• [AUSGEWÄHLTER TEXT]:
Nachruf:Der Comicforscher

Reinhold Reitberger, Autor des Grundlagenwerkes "Comics. Anatomie eines Massenmediums", ist Ende Juni gestorben. Der Kontakt zu seinen Weggefährten war zuletzt abgebrochen

Von Jürgen Moises

Weißt du etwas vom Reinhold Reitberger? Weißt du, was der jetzt macht? Fragen wie diese gab es in den vergangenen Jahren immer wieder in der Münchner Comicszene. Aber: "Keiner. Keiner. Niemand wusste was." So berichtet es Rainer Schneider, Mitglied des Comic-Vereins Comicaze und Mitarbeiter des Münchner Comicfestivals, am Telefon. "Ich habe ihn sehr gerne gemocht, war ihm auch freundschaftlich verbunden. Aber er war dann irgendwie weg." Selbst die Adresse, die Telefonnummer wusste keiner. Dabei war Reinhold Reitberger nicht irgendeiner in der Comicszene, sondern ein "Ersttäter", nahezu "göttergleich", sagt Schneider. Im Jahr 1971 hat er mit Wolfgang J. Fuchs "Comics. Anatomie eines Massenmediums" herausgebracht und damit vor 50 Jahren die erste ernsthafte, deutschsprachige Auseinandersetzung mit dem Medium.

• [DATENBEREICH]:
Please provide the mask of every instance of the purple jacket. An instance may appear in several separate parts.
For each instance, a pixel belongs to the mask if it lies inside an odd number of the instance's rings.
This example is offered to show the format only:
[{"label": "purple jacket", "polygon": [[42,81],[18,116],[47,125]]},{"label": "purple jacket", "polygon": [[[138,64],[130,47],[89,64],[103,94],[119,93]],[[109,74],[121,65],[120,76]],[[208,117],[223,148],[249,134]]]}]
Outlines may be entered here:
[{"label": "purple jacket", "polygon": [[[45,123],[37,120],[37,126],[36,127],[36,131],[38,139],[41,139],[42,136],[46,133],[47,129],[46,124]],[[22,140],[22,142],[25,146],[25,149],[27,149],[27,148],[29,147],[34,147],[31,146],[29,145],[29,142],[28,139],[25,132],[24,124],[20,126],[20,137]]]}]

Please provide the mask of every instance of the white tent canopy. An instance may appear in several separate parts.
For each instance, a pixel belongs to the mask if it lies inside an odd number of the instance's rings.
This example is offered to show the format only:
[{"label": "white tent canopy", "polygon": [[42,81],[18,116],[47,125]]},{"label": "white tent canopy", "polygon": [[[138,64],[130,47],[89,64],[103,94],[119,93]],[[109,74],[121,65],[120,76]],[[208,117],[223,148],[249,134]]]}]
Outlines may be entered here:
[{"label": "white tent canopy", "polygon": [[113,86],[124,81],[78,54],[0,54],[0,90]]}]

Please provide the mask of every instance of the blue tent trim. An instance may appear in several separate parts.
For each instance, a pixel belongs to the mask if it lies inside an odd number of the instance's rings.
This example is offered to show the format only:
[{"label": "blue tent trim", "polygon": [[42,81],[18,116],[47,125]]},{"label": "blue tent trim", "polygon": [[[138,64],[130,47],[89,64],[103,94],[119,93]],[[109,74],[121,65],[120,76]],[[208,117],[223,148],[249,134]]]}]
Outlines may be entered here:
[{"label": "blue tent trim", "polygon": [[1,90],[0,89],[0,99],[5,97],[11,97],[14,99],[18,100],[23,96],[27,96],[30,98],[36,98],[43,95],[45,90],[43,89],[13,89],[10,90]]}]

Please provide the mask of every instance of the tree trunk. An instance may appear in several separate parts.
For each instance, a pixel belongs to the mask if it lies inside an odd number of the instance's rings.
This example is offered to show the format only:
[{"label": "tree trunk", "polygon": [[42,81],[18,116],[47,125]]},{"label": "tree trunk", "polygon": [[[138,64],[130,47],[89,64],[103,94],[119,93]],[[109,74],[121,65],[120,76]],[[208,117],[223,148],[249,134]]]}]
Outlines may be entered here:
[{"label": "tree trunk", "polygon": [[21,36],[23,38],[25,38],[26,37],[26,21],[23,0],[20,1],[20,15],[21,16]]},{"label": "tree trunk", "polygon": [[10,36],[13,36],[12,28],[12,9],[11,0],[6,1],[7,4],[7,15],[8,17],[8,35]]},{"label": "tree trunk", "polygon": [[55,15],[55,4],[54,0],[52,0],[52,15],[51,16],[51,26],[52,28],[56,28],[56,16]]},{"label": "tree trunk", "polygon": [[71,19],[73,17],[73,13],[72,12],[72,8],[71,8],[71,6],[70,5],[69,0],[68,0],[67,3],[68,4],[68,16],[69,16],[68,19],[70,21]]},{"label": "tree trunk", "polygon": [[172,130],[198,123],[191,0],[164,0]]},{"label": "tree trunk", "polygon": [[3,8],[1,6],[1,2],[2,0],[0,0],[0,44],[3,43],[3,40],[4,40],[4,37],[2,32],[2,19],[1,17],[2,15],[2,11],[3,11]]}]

• [ÜBUNGSAUFGABEN]:
**a)** Mit wem hat Reinhold Reitberger laut dem Nachruf das Buch „Comics. Anatomie eines Massenmediums“ herausgebracht?
**b)** Geben Sie aus dem Nachruf alles von „Weißt du etwas“ bis hinunter zu „Auseinandersetzung mit dem Medium.“ wortgetreu aus.

• [LÖSUNGSÜBERSICHT]:
**a)** Mit Wolfgang J. Fuchs.

**b)**
Weißt du etwas vom Reinhold Reitberger? Weißt du, was der jetzt macht? Fragen wie diese gab es in den vergangenen Jahren immer wieder in der Münchner Comicszene. Aber: "Keiner. Keiner. Niemand wusste was." So berichtet es Rainer Schneider, Mitglied des Comic-Vereins Comicaze und Mitarbeiter des Münchner Comicfestivals, am Telefon. "Ich habe ihn sehr gerne gemocht, war ihm auch freundschaftlich verbunden. Aber er war dann irgendwie weg." Selbst die Adresse, die Telefonnummer wusste keiner. Dabei war Reinhold Reitberger nicht irgendeiner in der Comicszene, sondern ein "Ersttäter", nahezu "göttergleich", sagt Schneider. Im Jahr 1971 hat er mit Wolfgang J. Fuchs "Comics. Anatomie eines Massenmediums" herausgebracht und damit vor 50 Jahren die erste ernsthafte, deutschsprachige Auseinandersetzung mit dem Medium.